Work required ->
Retype each of the records below exactly, leaving the pictures out.

(Referring expression pointing data)
------------

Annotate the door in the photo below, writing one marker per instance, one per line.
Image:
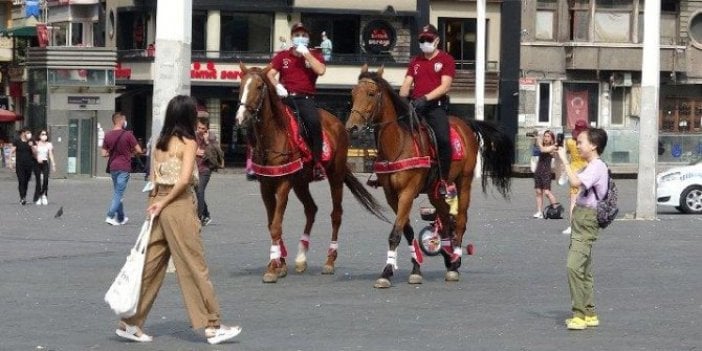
(81, 143)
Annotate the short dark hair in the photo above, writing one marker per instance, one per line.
(181, 117)
(597, 137)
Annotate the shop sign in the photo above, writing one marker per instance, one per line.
(378, 36)
(210, 71)
(84, 100)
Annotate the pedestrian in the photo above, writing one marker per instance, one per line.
(23, 153)
(546, 144)
(592, 182)
(577, 162)
(431, 74)
(44, 152)
(205, 140)
(326, 47)
(119, 146)
(176, 231)
(299, 68)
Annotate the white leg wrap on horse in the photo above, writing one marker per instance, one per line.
(392, 259)
(275, 252)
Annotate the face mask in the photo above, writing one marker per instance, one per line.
(297, 41)
(427, 48)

------------

Problem solution ->
Annotate the door in the photo below, writing one marker per instance, one per line.
Image:
(81, 143)
Annotate the short dark hair in the photo above, writing one marker per instance, one per line.
(181, 117)
(597, 137)
Annotate the shop sign in the photo above, writing one marker per instance, one per line.
(378, 36)
(210, 71)
(84, 100)
Annotate the pedestrian in the photo above, writing one marker per instance, one per line.
(23, 153)
(546, 144)
(592, 182)
(577, 162)
(431, 74)
(44, 152)
(205, 140)
(326, 47)
(119, 146)
(176, 231)
(299, 68)
Annotate the white leg wrap on horse in the photo above, writing one marker per instance, one per line.
(392, 259)
(275, 252)
Annotate the face mask in the photo above, writing one marker per instance, one per line.
(297, 41)
(427, 48)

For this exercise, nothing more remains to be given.